WRITTEN EXERCISE:
In the rows below, start at the line containing "of the tower" and stop after the line containing "x=455, y=93". Write those lines out again with "spire" changed to "steeple" and nothing else altered.

::: EXCERPTED DATA

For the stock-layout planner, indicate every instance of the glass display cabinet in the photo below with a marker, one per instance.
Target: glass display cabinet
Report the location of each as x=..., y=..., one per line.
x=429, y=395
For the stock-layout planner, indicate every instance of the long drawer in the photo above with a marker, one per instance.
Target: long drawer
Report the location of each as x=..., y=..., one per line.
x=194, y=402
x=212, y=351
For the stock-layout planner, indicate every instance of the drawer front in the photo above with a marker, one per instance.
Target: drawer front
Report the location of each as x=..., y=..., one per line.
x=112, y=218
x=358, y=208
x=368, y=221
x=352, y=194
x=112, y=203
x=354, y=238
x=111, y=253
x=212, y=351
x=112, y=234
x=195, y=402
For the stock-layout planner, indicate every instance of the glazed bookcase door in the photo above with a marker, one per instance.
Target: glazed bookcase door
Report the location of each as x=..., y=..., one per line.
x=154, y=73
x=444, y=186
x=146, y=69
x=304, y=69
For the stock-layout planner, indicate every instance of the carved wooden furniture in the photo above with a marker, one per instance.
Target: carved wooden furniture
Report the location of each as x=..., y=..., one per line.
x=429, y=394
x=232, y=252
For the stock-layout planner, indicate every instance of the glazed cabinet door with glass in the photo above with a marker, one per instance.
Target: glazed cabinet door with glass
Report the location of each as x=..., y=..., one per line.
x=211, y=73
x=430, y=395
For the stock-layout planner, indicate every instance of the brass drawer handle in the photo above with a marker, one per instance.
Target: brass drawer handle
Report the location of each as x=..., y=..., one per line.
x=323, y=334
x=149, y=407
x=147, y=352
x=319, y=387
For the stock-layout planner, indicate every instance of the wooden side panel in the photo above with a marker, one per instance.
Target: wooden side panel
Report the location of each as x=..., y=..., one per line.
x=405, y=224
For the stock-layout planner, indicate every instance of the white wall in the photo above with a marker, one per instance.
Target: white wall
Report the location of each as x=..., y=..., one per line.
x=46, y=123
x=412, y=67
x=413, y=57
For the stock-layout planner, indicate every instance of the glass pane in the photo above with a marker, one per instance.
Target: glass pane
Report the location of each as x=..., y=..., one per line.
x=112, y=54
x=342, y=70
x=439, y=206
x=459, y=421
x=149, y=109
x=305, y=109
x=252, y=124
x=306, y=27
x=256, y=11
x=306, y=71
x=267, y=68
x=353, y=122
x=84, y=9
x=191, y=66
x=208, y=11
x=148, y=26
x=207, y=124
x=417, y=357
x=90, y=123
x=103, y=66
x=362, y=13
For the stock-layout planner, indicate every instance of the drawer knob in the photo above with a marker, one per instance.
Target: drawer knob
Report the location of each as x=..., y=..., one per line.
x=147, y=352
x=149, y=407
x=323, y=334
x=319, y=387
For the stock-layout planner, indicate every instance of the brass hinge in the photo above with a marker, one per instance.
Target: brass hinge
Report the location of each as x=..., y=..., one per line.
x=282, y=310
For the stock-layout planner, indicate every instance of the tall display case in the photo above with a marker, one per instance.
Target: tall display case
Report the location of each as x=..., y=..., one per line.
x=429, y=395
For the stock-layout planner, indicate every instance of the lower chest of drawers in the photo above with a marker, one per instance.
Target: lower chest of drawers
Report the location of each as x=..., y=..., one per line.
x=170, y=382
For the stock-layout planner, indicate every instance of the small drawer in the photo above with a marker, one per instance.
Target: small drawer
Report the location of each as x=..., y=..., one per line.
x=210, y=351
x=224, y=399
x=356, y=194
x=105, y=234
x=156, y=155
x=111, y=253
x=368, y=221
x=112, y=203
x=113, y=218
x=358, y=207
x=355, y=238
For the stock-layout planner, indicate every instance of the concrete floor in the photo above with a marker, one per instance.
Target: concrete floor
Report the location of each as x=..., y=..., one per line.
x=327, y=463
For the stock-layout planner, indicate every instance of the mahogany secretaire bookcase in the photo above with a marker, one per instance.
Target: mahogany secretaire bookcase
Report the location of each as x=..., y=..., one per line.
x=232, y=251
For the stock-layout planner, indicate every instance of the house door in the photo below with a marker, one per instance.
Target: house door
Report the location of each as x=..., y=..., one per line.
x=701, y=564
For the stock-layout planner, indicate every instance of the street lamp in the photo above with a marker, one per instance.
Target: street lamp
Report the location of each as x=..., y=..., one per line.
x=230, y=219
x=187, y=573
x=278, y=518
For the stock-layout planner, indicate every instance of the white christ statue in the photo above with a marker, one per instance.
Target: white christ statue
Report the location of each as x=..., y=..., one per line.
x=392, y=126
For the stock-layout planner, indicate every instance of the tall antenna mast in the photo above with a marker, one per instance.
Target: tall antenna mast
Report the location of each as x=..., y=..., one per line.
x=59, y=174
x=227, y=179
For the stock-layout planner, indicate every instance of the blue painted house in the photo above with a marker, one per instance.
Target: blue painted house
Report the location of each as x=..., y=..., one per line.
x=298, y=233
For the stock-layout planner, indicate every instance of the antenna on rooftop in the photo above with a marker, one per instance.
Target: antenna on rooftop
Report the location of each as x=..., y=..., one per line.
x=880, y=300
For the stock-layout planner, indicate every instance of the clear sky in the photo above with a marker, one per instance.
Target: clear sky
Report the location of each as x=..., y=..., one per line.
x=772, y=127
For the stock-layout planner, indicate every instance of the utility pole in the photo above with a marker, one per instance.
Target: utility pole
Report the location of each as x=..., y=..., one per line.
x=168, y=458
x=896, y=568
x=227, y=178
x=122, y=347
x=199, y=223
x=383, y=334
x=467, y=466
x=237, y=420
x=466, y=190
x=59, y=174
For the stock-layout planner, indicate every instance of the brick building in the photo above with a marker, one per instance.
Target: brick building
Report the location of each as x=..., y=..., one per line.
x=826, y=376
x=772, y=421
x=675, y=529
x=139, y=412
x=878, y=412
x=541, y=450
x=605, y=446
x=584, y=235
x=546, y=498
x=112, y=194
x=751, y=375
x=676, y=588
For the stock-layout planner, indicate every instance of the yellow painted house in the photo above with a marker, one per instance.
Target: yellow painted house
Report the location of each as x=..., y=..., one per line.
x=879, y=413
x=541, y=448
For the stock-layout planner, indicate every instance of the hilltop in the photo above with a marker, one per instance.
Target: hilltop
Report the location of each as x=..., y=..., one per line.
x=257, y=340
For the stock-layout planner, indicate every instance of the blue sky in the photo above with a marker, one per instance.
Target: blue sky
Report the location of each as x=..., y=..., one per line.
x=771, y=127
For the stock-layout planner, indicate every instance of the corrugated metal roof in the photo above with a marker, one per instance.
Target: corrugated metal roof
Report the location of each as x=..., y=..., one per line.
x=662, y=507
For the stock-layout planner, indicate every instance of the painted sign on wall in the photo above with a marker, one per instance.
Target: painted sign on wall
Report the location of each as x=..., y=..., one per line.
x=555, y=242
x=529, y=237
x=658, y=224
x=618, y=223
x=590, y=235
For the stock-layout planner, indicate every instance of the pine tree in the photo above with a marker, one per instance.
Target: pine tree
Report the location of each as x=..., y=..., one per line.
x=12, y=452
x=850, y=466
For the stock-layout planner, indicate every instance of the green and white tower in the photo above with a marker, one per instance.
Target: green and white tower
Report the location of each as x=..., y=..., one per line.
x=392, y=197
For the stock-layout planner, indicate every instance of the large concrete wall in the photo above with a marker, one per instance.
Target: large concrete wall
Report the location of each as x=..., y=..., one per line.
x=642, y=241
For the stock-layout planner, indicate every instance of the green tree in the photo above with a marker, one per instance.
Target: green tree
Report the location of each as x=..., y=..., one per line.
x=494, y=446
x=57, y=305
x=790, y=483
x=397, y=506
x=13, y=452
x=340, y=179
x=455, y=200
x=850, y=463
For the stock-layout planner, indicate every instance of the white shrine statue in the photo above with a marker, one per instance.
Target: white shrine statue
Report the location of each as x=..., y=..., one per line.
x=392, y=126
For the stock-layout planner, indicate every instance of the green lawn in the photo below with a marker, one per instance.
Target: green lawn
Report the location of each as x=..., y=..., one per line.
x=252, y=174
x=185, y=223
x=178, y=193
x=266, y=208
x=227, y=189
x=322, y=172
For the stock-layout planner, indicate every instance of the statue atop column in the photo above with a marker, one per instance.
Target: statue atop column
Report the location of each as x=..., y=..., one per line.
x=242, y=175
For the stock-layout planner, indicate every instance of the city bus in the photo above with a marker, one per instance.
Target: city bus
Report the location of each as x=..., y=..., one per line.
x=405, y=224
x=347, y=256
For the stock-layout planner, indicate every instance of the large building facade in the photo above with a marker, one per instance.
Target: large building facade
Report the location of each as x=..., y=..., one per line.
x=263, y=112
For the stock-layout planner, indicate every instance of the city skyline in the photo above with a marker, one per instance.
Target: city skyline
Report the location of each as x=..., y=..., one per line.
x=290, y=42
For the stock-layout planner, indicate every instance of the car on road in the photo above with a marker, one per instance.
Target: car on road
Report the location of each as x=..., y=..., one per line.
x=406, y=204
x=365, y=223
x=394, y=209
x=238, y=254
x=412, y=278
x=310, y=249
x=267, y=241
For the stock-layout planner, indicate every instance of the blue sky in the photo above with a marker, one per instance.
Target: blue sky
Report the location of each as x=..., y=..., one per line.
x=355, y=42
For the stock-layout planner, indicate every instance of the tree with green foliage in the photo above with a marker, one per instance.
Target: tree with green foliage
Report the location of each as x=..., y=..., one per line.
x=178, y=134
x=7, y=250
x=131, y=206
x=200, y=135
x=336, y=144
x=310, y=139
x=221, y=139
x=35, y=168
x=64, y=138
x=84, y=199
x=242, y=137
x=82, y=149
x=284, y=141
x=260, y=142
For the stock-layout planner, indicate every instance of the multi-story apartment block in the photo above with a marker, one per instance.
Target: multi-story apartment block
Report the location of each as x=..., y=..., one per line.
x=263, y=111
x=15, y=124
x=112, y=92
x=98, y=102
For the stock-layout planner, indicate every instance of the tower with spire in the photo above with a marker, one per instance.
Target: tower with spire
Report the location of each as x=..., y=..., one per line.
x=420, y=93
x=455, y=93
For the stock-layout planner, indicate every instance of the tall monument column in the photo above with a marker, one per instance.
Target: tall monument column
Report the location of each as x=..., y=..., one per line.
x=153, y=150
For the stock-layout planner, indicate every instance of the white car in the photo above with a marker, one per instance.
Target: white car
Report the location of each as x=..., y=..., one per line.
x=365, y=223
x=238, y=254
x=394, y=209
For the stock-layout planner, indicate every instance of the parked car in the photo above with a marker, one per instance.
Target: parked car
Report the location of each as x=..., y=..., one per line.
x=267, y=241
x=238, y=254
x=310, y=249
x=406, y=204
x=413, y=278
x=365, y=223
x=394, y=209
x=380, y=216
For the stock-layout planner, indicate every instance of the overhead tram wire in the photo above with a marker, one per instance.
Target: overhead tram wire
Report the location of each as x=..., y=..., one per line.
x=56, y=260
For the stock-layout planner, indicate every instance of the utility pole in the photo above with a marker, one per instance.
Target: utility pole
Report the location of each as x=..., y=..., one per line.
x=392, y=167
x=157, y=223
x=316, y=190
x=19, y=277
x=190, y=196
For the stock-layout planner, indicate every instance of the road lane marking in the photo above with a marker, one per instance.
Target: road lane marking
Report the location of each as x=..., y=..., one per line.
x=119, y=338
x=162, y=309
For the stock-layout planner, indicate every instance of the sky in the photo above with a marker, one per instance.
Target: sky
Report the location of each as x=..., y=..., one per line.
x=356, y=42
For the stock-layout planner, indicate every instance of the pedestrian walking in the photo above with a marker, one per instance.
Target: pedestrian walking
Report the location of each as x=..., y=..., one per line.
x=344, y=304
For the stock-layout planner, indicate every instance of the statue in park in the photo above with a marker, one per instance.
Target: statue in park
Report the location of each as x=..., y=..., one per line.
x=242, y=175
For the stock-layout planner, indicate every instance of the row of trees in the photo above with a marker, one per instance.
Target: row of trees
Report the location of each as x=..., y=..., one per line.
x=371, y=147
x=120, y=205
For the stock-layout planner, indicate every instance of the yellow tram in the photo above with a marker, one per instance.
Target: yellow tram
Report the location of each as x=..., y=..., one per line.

::::::

RESULT:
For the stock-layout planner, indicate every instance of the tower with steeple in the photo above with a marker, one per instance.
Target: tower with steeple
Report the location of each as x=..., y=..., one per line.
x=420, y=93
x=455, y=93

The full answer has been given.